Given instruction 1: In the excerpt on digital campaign content, which kind of component is described as generally more complex and more challenging to create than text or image components?

Selected excerpt:

-- -- --

A campaign management platform manages and serves digital content to user computing devices of users forming part of an audience of computing devices targeted for receiving the digital content. Different events throughout the year, such as local, national, and/or international events, present unique opportunities for content providers to reach the audience of computing devices targeted for receiving the digital content. A new campaign can be created for any number of events. However, the creation of a new campaign and associated digital content can be a time-consuming and resource-intensive process. Additionally, creating seasonal campaigns typically requires specialized knowledge and skills for the campaign to be effective.


Digital video components are generally more complex and more challenging to create compared to text or image components. In this regard, video components generally require more time and expenses to create and produce than text or image components. For instance, video components must account for numerous different devices and formats through which the video component will be displayed. Each device and format may have its own unique set of challenges. For example, video components that are intended for television have different requirements than video components that are intended for social media. Additionally, video ads that are created for mobile devices have different requirements than video ads that are created for desktop computers, televisions, or other larger displays.

-- -- --

Working data:
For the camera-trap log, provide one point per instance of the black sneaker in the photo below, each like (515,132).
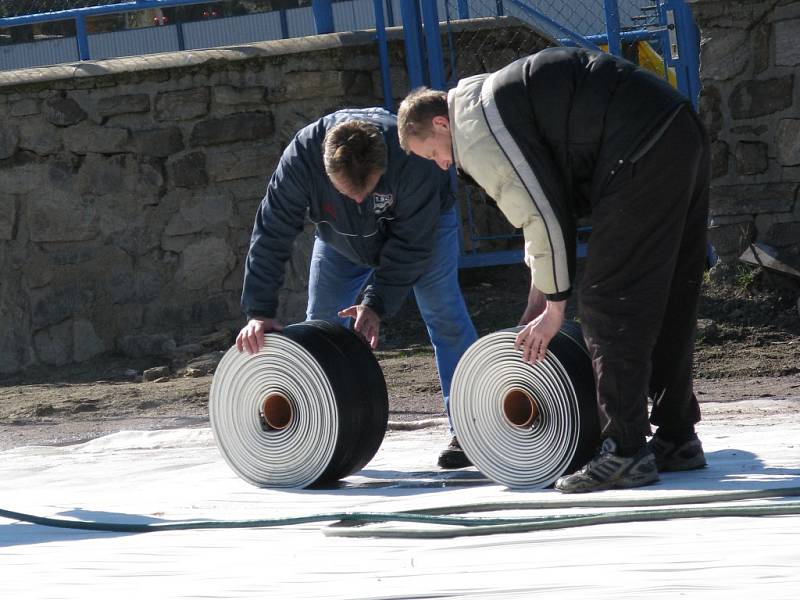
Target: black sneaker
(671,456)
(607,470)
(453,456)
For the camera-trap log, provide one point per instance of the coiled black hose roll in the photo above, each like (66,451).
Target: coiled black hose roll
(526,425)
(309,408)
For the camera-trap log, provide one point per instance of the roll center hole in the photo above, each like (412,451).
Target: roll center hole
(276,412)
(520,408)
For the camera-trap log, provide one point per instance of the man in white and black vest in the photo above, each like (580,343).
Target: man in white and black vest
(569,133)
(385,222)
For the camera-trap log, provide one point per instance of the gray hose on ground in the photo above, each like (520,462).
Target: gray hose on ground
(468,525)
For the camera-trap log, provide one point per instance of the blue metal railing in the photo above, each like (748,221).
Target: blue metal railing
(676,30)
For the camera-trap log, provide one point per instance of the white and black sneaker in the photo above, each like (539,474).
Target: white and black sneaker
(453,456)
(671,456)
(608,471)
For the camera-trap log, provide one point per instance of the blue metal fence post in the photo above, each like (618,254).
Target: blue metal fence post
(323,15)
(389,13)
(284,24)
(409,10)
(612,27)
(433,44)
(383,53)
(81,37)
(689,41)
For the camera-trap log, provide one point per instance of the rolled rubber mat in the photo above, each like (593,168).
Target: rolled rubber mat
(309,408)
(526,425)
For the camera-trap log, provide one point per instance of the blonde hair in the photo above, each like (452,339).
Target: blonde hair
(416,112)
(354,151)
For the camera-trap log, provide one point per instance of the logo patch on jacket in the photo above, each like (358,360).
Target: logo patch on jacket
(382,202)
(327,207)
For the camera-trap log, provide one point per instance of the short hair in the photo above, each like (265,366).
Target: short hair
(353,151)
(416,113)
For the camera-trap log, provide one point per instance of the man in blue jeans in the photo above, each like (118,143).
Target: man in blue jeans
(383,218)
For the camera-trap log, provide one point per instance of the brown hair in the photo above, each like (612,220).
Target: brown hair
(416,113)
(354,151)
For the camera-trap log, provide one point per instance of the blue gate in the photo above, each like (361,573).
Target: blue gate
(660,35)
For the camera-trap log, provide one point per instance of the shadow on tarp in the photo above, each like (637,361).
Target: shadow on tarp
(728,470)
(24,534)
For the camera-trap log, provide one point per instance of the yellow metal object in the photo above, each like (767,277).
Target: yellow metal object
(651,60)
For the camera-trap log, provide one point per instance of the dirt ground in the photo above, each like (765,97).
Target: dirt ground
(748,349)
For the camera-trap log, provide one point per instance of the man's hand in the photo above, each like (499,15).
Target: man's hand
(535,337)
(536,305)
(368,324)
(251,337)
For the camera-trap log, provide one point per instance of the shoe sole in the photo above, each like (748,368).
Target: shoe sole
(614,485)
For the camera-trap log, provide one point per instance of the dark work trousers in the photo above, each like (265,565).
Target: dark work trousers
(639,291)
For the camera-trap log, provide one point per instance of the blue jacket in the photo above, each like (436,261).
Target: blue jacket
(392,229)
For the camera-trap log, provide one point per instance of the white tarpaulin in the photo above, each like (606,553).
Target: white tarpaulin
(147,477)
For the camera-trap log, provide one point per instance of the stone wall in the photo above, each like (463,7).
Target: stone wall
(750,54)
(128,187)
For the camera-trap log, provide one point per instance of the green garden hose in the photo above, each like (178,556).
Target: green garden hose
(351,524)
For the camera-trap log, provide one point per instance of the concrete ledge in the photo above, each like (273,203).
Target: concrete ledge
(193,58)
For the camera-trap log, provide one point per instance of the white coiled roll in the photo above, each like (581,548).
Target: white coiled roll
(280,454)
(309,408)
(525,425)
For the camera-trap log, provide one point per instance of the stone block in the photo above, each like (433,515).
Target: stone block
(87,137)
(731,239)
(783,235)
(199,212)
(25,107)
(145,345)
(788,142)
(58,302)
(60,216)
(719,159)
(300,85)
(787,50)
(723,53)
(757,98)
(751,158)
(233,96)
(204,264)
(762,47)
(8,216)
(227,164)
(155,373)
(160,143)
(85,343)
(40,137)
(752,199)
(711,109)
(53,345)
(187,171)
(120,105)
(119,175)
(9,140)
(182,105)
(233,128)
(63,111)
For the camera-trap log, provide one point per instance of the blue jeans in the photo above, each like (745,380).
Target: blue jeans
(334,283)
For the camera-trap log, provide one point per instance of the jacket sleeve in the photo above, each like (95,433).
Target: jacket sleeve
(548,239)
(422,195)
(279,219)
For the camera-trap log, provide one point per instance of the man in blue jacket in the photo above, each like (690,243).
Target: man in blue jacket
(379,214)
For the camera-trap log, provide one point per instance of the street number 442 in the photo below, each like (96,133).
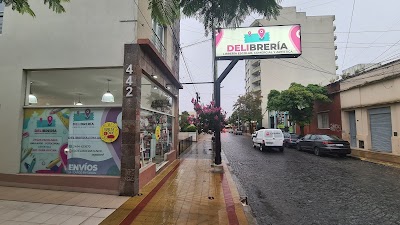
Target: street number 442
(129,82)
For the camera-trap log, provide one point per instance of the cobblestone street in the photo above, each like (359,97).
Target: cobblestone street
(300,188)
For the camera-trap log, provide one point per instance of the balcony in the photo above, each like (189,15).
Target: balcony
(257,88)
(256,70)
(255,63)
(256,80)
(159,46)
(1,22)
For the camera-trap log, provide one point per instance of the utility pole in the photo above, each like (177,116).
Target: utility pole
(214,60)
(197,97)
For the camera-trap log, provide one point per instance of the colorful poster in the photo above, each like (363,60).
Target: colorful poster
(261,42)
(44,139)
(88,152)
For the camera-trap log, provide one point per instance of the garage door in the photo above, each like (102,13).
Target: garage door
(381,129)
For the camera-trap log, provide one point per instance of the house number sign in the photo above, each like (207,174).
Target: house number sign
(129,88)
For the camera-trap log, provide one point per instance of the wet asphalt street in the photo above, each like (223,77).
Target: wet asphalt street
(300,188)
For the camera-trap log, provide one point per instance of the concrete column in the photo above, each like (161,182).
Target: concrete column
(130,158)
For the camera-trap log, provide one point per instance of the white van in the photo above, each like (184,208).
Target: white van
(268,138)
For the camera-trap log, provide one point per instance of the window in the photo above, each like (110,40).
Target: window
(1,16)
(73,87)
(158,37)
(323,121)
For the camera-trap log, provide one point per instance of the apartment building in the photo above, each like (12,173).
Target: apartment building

-- -- --

Given instruction 2: Pull out every line of the records that contains the string "block".

Expected answer 1: Digital video components.

Expected answer 2:
For the camera-trap log, provide one point per instance of the stone block in the photo above, each like (433,515).
Target: stone block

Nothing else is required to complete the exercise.